Exercise instructions:
**A)** The N3LO anomalous dimensions text says that in Mellin space these functions include harmonic sums up to what weight?
**B)** Reproduce everything in the N3LO anomalous dimensions text from "Here, we describe" down to "our reconstruction reasonable.".

Supplied text:
------------------------

# N3LO Anomalous Dimensions

The N3LO QCD anomalous dimensions \(\gamma^{(3)}\) are not yet fully known, since they rely on the calculation of 4-loop DIS integrals. Moreover, the analytical structure of these function is already known to be complicated since in Mellin space they include harmonics sum up to weight 7, for which an analytical expression is not available.

Here, we describe the various assumptions and limits used in order to reconstruct a parametrization that can approximate their contribution. In particular we take advantage of some known physical constrains, such as the large-x limit, the small-x limit, and sum rules, in order to make our reconstruction reasonable.

------------------------

Image box annotation records

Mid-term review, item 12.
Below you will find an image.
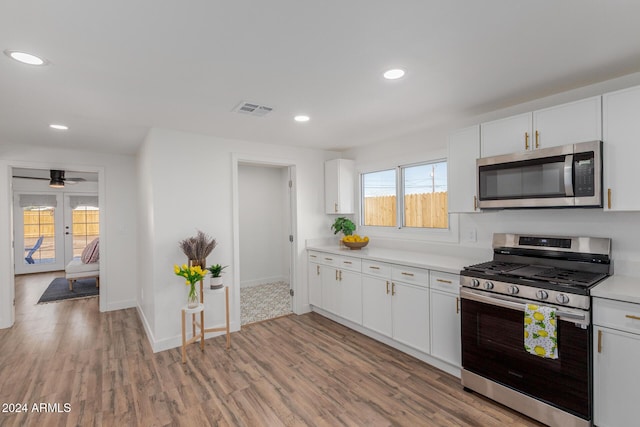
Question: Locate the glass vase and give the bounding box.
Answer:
[187,283,200,308]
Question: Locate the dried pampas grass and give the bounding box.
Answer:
[178,230,216,261]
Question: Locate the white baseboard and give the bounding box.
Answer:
[136,305,156,353]
[240,276,289,288]
[107,300,138,311]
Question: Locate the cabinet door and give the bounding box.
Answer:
[447,125,480,213]
[320,265,340,315]
[429,289,461,367]
[392,282,429,353]
[362,275,393,337]
[338,270,362,325]
[602,86,640,211]
[593,326,640,427]
[480,113,532,157]
[307,262,322,307]
[533,96,602,149]
[324,159,355,214]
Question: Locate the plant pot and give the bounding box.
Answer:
[210,276,224,289]
[187,284,200,308]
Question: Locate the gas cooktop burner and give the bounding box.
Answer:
[534,268,607,286]
[465,261,526,274]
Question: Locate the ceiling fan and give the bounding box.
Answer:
[14,169,86,188]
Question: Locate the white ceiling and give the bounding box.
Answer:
[0,0,640,153]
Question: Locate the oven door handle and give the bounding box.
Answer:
[460,288,590,325]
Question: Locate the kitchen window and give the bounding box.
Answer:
[361,161,449,229]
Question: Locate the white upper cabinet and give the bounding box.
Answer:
[602,86,640,211]
[480,96,602,157]
[324,159,355,214]
[533,96,602,148]
[480,113,532,157]
[447,125,480,213]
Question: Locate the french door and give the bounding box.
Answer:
[13,193,65,274]
[14,193,100,274]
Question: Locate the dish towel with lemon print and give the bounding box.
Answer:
[524,304,558,359]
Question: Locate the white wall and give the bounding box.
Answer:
[138,129,335,351]
[0,144,138,327]
[239,165,290,288]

------------------------

Results of the tasks:
**A)** Up to weight 7.

**B)**
Here, we describe the various assumptions and limits used in order to reconstruct a parametrization that can approximate their contribution. In particular we take advantage of some known physical constrains, such as the large-x limit, the small-x limit, and sum rules, in order to make our reconstruction reasonable.